Action item: Reproduce every one of the entries below word for word, without the pictures.

Information provided:
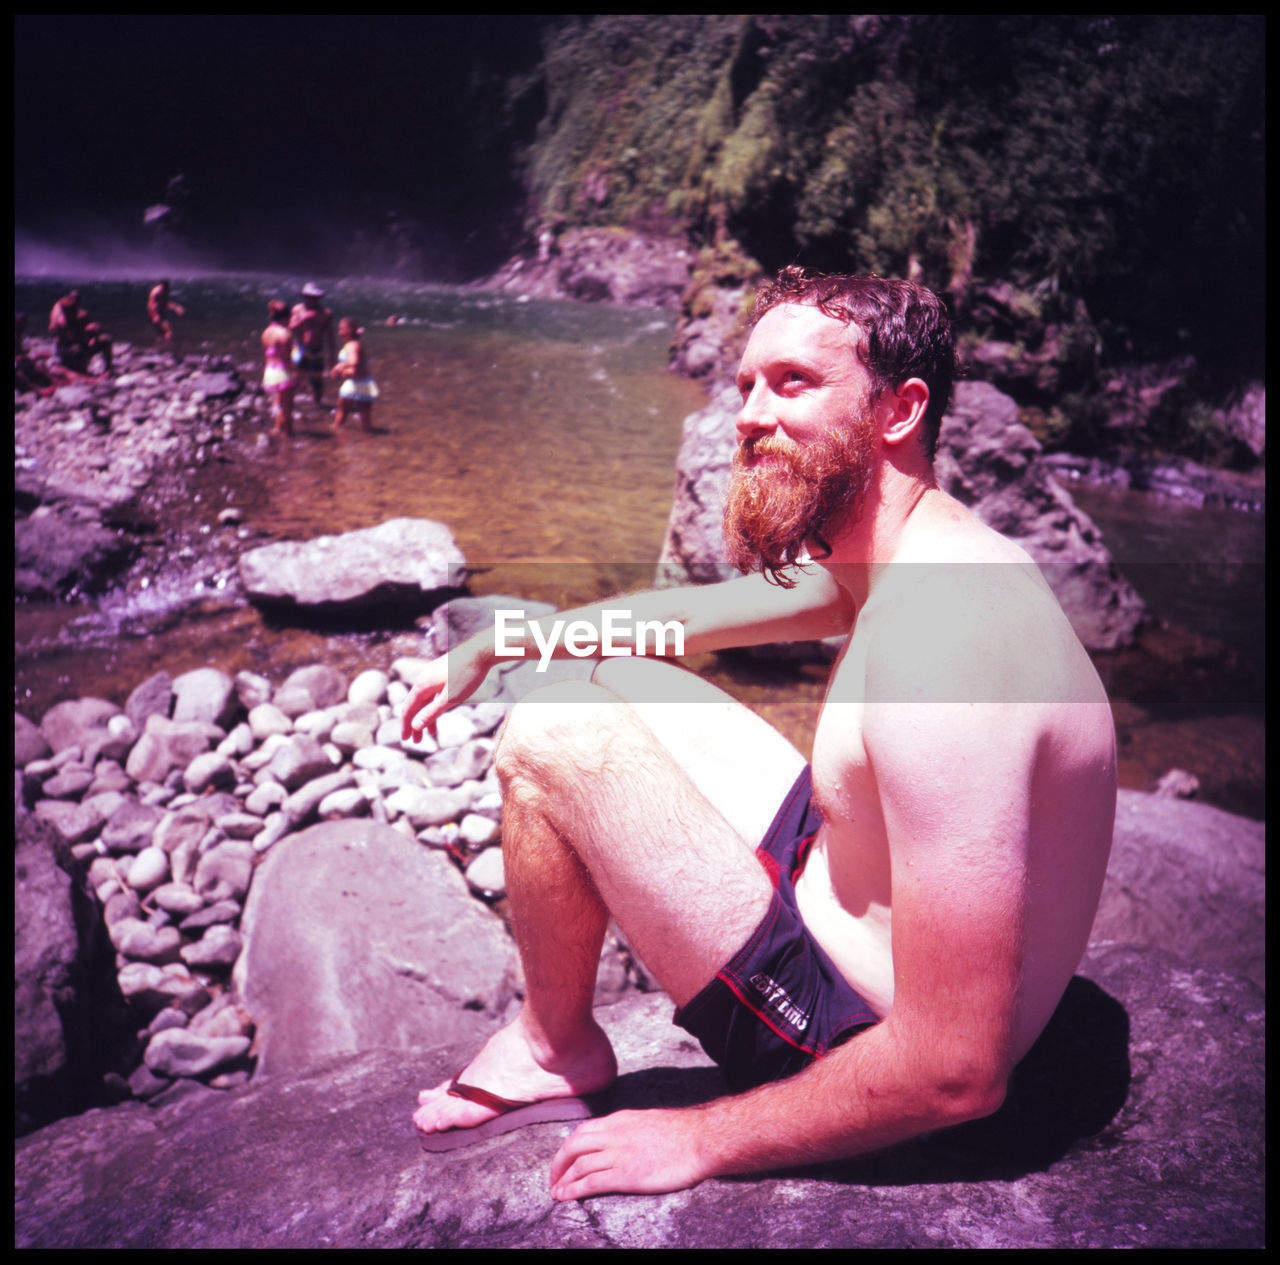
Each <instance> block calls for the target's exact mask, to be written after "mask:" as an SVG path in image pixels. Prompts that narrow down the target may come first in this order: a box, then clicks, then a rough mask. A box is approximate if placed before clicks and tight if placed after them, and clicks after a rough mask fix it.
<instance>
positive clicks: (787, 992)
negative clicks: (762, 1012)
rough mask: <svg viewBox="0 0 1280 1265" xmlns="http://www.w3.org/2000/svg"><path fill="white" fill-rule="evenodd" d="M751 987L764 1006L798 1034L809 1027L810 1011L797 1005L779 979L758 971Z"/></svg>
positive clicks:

Response:
Each <instance> block calls for the target's exact mask, to be written after "mask:" as an SVG path in image pixels. Prompts that narrow down the target may come first in this order: a box, then clicks, then a rough mask. A box is approximate if placed before clicks and tight if placed after them, and clicks after a rough mask fix it.
<instance>
positive clicks: (787, 992)
negative clicks: (762, 1012)
rough mask: <svg viewBox="0 0 1280 1265" xmlns="http://www.w3.org/2000/svg"><path fill="white" fill-rule="evenodd" d="M751 987L764 1006L798 1034L809 1027L810 1011L797 1005L779 979L758 971Z"/></svg>
positive clicks:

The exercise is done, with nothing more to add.